[Pointing dataset entries]
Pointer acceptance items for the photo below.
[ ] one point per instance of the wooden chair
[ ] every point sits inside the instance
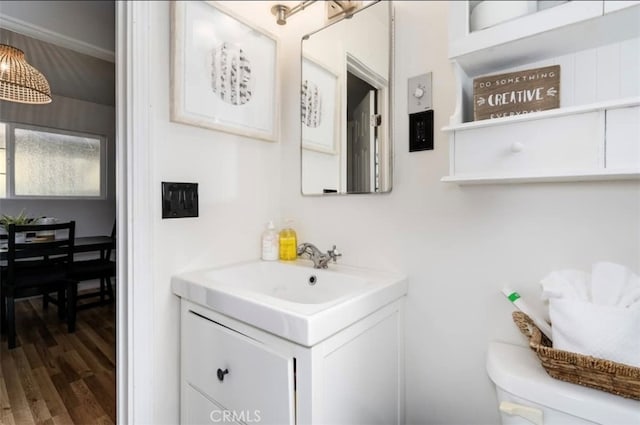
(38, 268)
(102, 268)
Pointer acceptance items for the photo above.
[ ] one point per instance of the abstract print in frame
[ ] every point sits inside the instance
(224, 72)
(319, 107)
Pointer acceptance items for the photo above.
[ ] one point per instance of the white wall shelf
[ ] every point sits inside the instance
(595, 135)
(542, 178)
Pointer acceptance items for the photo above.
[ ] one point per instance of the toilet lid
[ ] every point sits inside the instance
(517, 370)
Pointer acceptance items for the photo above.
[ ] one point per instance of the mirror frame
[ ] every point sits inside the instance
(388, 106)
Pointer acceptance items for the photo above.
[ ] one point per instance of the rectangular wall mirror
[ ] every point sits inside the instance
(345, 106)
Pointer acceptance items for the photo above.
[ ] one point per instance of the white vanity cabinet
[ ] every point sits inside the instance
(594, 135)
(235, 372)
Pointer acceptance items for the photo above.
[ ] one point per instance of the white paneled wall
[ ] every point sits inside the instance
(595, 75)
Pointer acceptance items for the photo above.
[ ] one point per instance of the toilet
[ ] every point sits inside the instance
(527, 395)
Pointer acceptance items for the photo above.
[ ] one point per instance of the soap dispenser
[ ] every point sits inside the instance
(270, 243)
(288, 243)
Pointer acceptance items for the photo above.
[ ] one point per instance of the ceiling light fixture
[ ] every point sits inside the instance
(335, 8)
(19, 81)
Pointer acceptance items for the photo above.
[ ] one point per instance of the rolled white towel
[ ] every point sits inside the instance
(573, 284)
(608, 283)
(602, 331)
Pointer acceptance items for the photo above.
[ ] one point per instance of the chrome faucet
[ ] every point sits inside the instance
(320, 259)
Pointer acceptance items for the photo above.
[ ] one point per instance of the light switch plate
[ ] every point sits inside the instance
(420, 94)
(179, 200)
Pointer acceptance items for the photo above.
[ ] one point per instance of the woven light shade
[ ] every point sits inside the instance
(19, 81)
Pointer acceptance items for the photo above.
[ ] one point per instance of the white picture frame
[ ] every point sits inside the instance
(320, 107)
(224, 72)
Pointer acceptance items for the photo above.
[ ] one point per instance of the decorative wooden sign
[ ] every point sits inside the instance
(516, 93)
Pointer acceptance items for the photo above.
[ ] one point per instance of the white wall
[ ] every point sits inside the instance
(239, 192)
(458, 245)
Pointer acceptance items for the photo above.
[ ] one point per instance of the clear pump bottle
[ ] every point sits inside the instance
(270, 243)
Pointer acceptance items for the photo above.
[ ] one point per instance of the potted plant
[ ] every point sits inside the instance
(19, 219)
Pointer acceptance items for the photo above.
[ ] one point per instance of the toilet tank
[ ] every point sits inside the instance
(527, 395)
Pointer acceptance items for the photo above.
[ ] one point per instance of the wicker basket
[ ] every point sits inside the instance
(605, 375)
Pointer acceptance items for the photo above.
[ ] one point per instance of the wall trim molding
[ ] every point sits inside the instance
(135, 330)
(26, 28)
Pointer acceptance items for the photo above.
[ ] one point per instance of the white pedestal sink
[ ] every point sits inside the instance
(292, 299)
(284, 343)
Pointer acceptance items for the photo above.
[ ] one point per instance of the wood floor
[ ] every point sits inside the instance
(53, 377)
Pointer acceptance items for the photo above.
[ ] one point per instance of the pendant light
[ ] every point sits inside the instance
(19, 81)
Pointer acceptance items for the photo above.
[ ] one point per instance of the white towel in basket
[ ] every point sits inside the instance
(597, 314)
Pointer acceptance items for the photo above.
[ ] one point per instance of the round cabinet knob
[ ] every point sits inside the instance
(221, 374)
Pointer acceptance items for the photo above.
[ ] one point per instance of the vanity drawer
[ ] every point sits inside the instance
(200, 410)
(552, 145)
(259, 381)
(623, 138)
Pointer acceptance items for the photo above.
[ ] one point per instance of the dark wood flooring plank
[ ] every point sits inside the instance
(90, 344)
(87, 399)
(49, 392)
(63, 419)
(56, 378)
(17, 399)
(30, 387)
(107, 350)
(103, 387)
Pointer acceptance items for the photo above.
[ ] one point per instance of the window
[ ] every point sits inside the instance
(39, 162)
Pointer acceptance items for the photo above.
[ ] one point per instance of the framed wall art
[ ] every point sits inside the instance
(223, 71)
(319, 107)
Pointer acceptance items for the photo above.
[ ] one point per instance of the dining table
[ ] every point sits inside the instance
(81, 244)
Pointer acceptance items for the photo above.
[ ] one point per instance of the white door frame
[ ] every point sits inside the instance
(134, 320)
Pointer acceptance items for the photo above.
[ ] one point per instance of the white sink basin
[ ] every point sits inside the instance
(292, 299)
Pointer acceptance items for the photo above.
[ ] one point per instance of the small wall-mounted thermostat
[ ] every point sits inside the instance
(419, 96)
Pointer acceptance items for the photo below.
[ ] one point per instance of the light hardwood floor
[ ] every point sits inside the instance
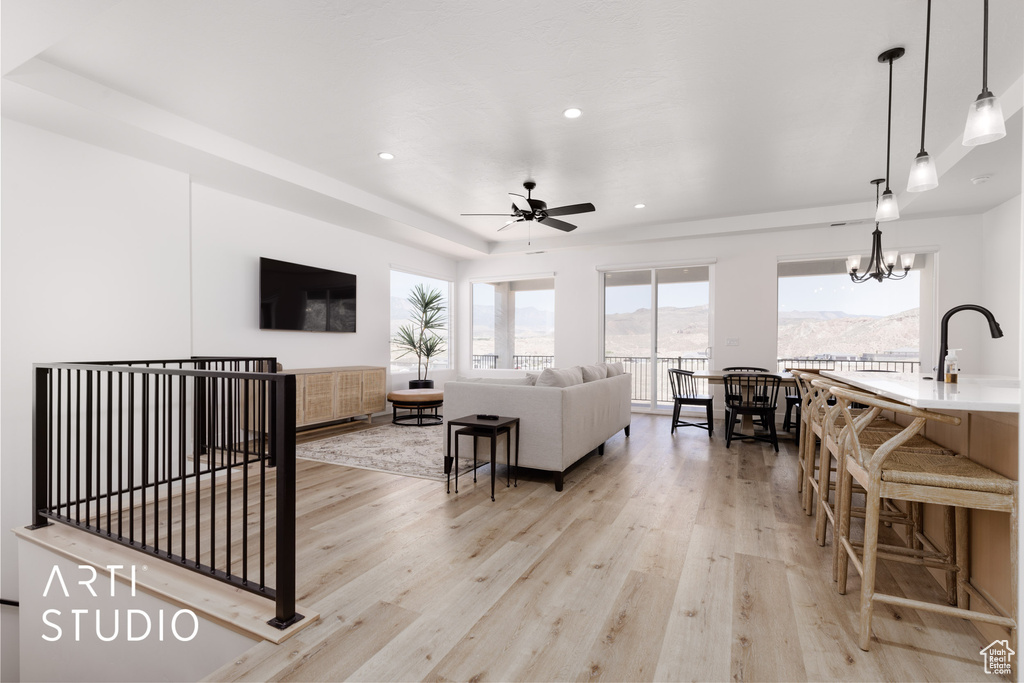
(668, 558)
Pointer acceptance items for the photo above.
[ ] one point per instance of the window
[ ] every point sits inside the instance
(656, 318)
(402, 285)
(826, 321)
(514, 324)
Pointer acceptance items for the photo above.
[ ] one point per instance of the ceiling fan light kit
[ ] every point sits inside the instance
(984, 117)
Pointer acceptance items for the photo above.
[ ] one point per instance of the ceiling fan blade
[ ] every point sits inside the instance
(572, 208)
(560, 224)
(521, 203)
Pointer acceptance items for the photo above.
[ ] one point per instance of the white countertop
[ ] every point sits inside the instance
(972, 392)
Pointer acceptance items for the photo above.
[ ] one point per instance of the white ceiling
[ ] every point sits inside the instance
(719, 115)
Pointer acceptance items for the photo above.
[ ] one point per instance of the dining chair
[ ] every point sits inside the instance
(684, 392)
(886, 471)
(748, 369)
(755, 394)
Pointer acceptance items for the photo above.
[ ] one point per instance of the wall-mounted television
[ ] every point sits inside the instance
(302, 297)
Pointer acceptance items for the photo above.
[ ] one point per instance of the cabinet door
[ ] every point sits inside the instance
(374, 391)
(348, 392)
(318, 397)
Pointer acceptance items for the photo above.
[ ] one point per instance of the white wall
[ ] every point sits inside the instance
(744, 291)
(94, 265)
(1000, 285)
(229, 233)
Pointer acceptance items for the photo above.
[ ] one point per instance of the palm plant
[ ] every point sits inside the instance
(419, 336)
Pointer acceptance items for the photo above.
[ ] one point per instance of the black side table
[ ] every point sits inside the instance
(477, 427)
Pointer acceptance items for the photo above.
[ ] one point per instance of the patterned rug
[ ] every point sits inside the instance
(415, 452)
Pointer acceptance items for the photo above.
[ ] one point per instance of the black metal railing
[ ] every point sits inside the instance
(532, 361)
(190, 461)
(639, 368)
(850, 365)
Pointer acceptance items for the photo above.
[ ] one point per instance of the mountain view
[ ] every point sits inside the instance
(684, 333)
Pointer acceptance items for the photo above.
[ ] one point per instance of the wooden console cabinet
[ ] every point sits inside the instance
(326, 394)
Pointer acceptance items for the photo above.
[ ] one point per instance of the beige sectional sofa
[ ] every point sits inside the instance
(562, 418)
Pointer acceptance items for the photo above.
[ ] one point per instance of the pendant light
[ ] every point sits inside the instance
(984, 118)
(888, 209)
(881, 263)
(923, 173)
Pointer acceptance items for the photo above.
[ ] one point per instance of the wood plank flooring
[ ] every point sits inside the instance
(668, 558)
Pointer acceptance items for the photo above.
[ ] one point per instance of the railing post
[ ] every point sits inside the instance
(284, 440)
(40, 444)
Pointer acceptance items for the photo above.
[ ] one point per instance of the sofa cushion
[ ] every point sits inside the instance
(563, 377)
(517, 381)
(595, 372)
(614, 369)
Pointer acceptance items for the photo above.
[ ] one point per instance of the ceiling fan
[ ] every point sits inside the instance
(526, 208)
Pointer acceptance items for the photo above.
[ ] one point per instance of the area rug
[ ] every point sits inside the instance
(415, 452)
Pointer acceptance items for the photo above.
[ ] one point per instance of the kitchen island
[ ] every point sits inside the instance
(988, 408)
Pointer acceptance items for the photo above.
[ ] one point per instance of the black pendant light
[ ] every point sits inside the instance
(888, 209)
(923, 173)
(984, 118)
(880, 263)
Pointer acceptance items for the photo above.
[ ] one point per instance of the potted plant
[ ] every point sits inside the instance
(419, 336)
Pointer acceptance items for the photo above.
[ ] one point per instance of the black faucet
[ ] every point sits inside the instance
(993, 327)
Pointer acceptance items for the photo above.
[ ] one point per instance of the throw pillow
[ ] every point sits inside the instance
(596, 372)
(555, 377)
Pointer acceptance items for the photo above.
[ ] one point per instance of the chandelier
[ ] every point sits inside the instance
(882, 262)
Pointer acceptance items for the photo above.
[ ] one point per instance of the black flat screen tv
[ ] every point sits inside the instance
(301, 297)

---

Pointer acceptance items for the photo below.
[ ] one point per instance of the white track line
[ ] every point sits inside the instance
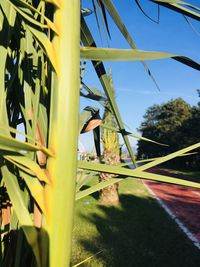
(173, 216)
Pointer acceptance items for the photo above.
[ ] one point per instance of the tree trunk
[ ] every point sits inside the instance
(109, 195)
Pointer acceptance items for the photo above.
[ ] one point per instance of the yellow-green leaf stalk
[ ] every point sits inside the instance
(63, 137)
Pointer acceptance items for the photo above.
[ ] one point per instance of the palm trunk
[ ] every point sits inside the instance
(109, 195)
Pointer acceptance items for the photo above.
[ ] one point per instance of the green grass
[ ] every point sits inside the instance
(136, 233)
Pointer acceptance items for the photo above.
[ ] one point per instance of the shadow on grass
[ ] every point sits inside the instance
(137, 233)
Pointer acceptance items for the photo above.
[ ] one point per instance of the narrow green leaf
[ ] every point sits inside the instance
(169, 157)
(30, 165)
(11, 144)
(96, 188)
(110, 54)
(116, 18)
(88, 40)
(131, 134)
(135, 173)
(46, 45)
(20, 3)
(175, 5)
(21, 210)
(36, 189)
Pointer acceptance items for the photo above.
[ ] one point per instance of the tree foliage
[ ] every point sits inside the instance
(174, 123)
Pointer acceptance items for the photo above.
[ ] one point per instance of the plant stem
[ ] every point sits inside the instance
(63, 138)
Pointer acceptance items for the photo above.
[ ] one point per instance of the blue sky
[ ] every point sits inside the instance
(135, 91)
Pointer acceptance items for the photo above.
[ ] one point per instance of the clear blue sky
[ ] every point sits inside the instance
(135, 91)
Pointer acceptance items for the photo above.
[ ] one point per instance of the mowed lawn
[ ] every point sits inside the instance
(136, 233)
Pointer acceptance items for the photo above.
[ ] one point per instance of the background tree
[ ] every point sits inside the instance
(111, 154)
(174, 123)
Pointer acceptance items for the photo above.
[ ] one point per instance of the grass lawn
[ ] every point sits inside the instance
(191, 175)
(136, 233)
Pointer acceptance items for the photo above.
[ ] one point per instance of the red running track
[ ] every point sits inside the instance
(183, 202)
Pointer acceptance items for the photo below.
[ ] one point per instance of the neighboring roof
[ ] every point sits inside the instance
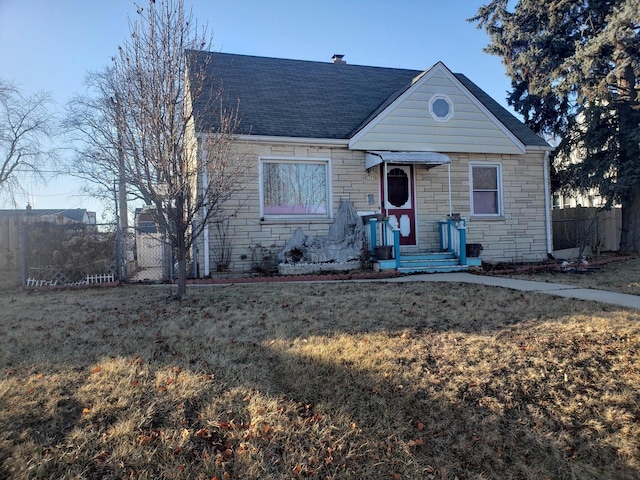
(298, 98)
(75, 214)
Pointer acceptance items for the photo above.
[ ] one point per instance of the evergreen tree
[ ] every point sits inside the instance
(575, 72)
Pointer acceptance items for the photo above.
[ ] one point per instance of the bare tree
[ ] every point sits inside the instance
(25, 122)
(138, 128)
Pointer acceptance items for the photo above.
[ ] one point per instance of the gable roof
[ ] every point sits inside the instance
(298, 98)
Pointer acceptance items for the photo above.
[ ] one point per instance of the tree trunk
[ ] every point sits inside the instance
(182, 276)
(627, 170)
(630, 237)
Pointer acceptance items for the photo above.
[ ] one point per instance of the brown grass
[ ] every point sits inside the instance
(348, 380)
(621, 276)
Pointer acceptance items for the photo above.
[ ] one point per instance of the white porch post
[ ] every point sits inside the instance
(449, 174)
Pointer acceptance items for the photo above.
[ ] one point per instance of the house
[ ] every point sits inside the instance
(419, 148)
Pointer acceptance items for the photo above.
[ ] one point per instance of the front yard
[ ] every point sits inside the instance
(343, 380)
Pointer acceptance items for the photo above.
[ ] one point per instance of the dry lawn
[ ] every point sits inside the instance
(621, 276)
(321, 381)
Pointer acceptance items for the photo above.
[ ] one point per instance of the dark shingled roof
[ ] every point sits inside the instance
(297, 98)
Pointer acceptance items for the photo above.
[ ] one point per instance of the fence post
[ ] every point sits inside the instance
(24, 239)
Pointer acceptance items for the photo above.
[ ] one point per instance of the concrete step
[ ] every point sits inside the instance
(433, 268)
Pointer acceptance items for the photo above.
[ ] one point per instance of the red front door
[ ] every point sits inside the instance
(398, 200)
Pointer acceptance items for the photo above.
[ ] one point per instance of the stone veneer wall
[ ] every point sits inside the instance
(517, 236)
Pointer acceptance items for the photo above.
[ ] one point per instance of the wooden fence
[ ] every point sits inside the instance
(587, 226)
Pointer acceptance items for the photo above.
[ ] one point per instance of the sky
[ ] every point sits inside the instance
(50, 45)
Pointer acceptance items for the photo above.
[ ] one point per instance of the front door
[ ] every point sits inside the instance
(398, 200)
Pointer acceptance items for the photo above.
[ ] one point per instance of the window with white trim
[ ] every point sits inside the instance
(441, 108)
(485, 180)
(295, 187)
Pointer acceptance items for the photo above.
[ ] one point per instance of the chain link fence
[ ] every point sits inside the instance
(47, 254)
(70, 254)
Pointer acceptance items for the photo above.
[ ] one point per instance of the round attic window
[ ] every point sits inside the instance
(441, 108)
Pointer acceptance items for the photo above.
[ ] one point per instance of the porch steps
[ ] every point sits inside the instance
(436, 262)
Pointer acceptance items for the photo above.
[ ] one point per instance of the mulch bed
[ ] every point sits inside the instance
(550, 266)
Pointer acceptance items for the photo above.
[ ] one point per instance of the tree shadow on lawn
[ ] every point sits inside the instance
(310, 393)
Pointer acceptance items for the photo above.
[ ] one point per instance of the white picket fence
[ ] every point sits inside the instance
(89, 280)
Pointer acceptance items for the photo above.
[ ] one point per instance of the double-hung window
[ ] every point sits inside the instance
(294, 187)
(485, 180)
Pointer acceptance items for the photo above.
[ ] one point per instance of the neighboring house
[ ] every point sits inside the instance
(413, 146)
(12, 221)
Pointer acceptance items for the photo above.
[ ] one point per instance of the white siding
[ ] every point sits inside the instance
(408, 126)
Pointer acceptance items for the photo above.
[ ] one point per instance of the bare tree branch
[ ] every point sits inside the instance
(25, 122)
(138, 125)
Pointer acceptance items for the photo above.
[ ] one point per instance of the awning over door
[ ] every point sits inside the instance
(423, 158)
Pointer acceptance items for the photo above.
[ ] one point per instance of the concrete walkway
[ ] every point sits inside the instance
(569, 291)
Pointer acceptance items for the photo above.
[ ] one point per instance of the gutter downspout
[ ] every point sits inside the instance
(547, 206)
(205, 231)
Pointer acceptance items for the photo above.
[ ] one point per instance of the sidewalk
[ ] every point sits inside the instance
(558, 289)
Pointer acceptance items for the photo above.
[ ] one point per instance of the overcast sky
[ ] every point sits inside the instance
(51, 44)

What needs to be done:
Pull out every line in the entries that contains the word "clear" and list those lines.

Correct output:
[ ] one point per instance of the clear pump bottle
[ ] one point per instance of the clear blue sky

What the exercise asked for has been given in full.